◆ SOURCE TEXT ◆
◆ ◆ ◆ ◆ ◆
We emphasise again that the assumptions that lead to Eqs. (A.5) and (A.6) are not based on any exact or approximated physical symmetry. Rather, they are instrumental in separating distributions that otherwise could not be disentangled neither on the base of the experimental data nor considering a physical symmetry. Therefore, we limit ourselves to impose these equalities only at the initial scale *Q*_{0} = 5 GeV and let the perturbative evolution generate any possible breaking at higher scales.

We can now come back to the question of separating up and down contributions of the proton/antiproton FFs. Using Eqs. (A.5) and (A.6), we can establish the following relation:

$$\begin{array}{c}\hfill {D}_{{u}^{+}}^{p/\overline{p}}=2{D}_{{d}^{+}}^{p/\overline{p}}-\frac{1}{2}{D}_{{s}^{+}}^{p/\overline{p}},\end{array}$$

A.7

that, on the same footing as Eq. (A.3), provides a further constrain to separate the sum ${D}_{{d}^{+}+{u}^{+}}^{p/\overline{p}}={D}_{{d}^{+}}^{p/\overline{p}}+{D}_{{s}^{+}}^{p/\overline{p}}$ which is the quantity determined in our fits.
◆ ◆ ◆ ◆ ◆
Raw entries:
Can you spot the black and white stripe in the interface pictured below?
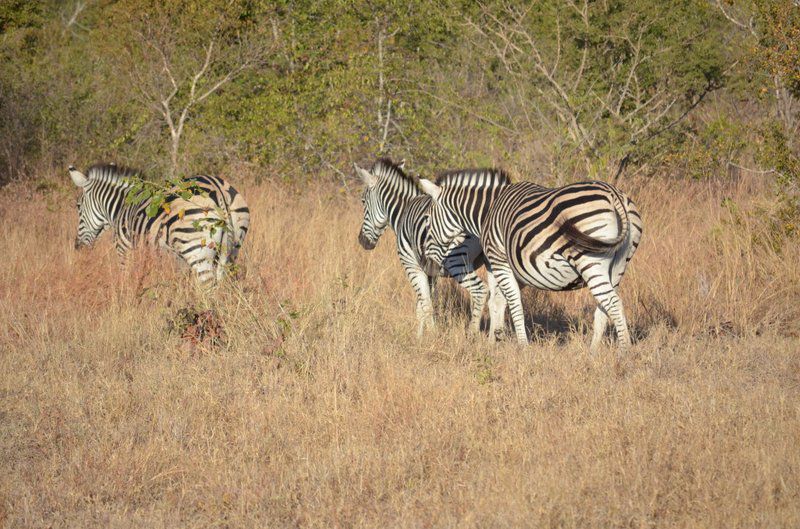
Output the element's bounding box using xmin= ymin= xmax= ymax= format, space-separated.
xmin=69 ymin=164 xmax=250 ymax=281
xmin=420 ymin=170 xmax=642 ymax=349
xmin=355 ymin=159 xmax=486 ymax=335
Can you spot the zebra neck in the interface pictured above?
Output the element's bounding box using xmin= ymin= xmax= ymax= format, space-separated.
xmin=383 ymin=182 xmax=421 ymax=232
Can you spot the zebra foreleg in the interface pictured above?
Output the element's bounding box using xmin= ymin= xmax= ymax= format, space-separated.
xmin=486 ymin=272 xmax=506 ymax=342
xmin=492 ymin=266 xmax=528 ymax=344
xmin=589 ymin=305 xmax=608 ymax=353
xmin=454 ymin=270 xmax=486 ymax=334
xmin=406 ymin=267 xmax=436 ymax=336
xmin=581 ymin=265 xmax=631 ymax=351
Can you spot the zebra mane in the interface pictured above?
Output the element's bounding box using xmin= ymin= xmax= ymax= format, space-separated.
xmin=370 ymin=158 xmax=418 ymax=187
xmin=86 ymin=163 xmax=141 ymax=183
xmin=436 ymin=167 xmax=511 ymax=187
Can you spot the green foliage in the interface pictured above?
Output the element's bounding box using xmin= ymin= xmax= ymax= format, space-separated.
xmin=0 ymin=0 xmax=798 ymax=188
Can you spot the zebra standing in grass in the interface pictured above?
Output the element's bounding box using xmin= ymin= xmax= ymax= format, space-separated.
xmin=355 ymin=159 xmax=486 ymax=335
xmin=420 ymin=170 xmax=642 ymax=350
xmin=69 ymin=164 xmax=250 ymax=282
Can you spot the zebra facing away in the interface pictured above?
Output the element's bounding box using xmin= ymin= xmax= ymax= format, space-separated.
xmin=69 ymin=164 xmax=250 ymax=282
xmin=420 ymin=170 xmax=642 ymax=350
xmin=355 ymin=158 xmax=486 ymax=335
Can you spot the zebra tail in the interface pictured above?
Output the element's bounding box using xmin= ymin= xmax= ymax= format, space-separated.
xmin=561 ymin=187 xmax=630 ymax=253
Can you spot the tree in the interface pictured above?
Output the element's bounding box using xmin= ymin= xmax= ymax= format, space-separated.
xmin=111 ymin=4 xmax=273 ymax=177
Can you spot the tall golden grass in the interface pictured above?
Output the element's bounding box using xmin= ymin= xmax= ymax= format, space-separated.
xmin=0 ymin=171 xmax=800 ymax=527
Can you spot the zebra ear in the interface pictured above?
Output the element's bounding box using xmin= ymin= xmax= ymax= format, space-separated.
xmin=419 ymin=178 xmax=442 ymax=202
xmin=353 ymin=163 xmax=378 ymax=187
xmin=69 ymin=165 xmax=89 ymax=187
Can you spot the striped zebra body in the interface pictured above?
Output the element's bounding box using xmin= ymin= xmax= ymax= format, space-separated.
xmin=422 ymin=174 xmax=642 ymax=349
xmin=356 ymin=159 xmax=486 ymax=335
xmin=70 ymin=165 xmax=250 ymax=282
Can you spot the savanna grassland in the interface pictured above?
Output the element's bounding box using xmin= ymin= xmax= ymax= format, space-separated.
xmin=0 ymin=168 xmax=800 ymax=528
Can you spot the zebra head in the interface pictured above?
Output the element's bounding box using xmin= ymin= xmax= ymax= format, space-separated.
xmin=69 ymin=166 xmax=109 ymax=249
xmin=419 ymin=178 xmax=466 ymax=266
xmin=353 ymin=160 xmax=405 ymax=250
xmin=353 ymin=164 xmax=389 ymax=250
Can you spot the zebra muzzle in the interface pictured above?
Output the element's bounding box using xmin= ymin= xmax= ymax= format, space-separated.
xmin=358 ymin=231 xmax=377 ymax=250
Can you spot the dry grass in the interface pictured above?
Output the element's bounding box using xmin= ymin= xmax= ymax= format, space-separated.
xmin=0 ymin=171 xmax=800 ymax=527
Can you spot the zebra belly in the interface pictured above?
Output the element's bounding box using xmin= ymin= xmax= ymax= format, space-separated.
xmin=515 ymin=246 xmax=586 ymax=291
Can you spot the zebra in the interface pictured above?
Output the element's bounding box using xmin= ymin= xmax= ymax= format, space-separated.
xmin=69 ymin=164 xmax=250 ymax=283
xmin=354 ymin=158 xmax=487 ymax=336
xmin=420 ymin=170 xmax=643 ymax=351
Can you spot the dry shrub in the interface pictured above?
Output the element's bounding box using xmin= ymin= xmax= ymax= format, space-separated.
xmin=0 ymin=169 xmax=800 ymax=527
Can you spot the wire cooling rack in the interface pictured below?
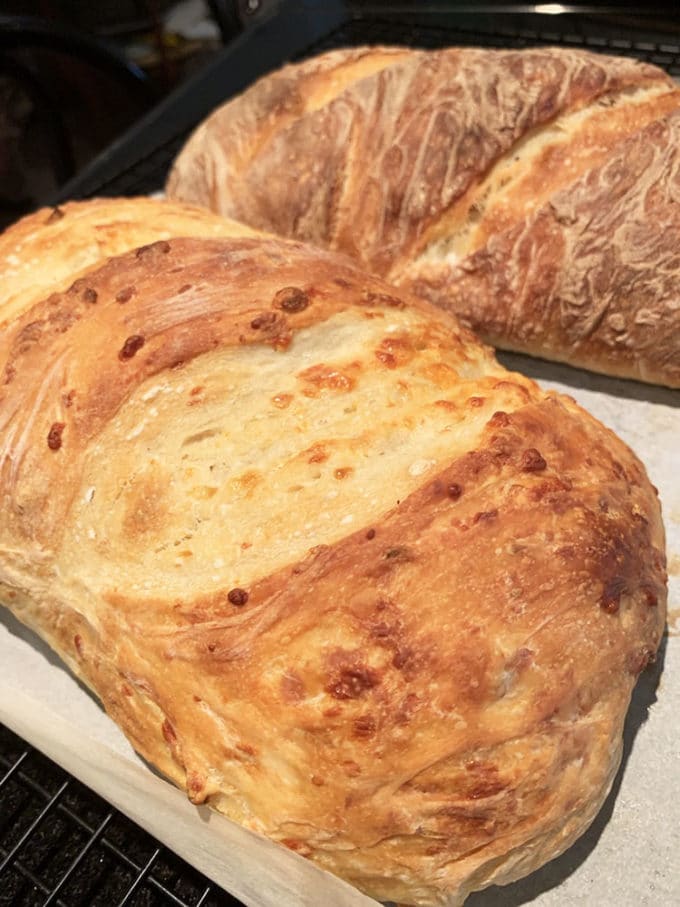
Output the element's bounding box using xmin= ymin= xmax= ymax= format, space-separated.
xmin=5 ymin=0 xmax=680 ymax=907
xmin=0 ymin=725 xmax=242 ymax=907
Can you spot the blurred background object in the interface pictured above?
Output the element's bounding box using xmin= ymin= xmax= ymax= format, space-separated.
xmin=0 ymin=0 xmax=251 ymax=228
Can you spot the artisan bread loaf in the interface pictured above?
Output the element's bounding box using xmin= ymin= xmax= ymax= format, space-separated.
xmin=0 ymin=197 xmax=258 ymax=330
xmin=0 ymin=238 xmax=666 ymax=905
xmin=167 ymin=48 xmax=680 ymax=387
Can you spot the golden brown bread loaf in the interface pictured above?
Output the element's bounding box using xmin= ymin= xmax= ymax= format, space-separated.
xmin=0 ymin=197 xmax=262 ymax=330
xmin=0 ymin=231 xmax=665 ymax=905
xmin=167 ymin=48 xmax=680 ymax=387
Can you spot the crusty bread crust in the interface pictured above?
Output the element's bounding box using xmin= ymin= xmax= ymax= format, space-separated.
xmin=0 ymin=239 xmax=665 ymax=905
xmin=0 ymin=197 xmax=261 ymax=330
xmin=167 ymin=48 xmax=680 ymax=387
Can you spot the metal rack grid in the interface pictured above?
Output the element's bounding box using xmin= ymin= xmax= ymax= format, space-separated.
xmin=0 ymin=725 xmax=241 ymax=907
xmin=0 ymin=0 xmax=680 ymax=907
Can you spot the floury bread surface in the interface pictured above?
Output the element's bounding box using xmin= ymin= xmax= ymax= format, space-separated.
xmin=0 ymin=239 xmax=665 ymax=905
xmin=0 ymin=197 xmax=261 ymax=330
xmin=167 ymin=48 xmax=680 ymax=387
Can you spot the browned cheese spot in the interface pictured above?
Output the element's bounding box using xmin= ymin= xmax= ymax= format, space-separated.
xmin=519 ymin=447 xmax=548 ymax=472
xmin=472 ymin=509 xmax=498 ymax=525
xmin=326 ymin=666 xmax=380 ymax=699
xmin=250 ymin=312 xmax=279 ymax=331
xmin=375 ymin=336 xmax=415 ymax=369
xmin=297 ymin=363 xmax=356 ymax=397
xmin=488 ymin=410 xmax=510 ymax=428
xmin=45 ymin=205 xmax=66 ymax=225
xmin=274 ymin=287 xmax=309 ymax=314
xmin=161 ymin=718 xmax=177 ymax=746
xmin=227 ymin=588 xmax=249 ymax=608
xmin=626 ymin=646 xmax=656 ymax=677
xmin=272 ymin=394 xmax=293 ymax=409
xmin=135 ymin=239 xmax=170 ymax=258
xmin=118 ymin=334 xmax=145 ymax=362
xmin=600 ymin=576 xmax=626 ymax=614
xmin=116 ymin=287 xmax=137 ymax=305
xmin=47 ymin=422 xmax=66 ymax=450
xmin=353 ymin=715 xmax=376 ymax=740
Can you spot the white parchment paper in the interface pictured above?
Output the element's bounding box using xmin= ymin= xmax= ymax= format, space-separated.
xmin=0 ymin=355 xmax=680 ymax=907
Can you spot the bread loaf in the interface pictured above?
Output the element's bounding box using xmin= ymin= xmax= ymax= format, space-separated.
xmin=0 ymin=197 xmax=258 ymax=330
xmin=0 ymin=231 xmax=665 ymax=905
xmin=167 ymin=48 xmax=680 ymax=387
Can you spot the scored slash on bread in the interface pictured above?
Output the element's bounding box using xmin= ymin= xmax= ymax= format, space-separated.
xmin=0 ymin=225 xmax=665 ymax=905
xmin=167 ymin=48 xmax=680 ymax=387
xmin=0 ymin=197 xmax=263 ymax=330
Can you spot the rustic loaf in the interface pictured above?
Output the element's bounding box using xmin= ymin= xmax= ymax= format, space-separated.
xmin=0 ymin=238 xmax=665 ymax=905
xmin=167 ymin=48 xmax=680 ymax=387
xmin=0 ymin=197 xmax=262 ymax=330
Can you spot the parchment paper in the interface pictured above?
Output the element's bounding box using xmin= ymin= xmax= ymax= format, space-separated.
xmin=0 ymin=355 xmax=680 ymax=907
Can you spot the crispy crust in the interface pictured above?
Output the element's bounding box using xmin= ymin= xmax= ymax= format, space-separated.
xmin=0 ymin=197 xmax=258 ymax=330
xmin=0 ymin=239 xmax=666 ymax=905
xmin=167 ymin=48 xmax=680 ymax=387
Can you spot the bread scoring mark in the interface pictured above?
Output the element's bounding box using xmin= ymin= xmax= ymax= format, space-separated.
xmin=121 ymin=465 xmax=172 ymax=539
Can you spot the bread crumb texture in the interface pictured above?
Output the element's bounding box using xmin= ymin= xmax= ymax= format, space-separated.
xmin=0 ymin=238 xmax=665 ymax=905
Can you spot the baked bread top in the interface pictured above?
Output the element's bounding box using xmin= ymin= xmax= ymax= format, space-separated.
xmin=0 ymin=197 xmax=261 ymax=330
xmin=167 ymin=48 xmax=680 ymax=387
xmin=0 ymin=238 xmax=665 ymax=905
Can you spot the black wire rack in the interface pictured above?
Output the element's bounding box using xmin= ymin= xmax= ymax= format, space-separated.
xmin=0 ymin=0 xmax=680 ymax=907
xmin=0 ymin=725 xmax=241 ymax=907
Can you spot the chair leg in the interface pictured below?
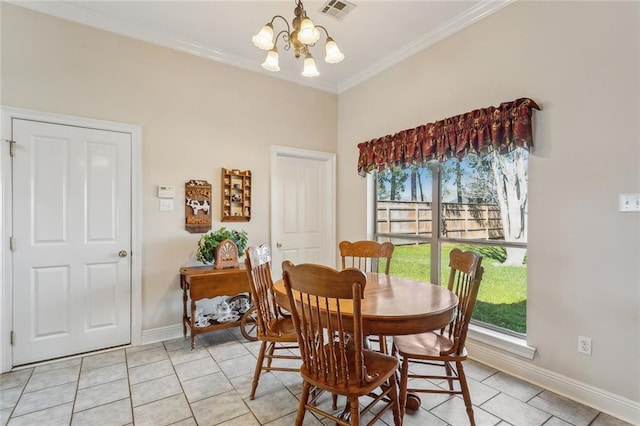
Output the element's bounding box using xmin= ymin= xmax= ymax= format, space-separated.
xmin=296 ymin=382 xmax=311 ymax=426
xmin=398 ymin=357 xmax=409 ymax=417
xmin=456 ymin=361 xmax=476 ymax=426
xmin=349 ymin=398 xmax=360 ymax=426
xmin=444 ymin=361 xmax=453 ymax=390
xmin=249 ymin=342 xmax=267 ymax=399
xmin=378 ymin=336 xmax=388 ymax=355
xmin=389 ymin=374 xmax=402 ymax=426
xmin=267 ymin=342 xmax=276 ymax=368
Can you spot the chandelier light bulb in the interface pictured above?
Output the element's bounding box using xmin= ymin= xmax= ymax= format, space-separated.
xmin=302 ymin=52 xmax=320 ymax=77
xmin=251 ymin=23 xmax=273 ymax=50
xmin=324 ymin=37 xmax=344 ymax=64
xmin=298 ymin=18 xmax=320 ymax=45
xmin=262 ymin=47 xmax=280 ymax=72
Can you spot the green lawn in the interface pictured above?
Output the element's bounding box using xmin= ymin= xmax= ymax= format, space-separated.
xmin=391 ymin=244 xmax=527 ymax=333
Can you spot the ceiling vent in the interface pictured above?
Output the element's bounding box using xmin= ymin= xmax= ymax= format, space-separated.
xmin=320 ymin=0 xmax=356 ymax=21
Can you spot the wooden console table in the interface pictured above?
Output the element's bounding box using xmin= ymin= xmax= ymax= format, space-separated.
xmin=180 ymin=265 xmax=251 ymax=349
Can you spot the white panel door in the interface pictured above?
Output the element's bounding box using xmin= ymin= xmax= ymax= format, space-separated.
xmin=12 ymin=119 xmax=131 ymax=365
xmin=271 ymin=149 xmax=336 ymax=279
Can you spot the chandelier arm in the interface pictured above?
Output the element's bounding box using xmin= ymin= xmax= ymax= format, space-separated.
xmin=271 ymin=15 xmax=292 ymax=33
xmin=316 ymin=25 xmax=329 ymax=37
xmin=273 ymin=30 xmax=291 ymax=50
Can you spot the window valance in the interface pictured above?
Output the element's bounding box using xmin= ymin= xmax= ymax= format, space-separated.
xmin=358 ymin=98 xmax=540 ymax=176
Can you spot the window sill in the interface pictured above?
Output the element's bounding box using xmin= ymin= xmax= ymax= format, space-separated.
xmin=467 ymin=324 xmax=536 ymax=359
◆ ◆ ◆ ◆ ◆
◆ WHAT TO PRODUCE ◆
Edit the passage starting at "that, on the" and ending after "in our fits.", changing "fits" to "analyses". Rely on the passage alone and nothing else.

◆ THE OUTPUT ◆
that, on the same footing as Eq. (A.3), provides a further constrain to separate the sum ${D}_{{d}^{+}+{u}^{+}}^{p/\overline{p}}={D}_{{d}^{+}}^{p/\overline{p}}+{D}_{{s}^{+}}^{p/\overline{p}}$ which is the quantity determined in our analyses.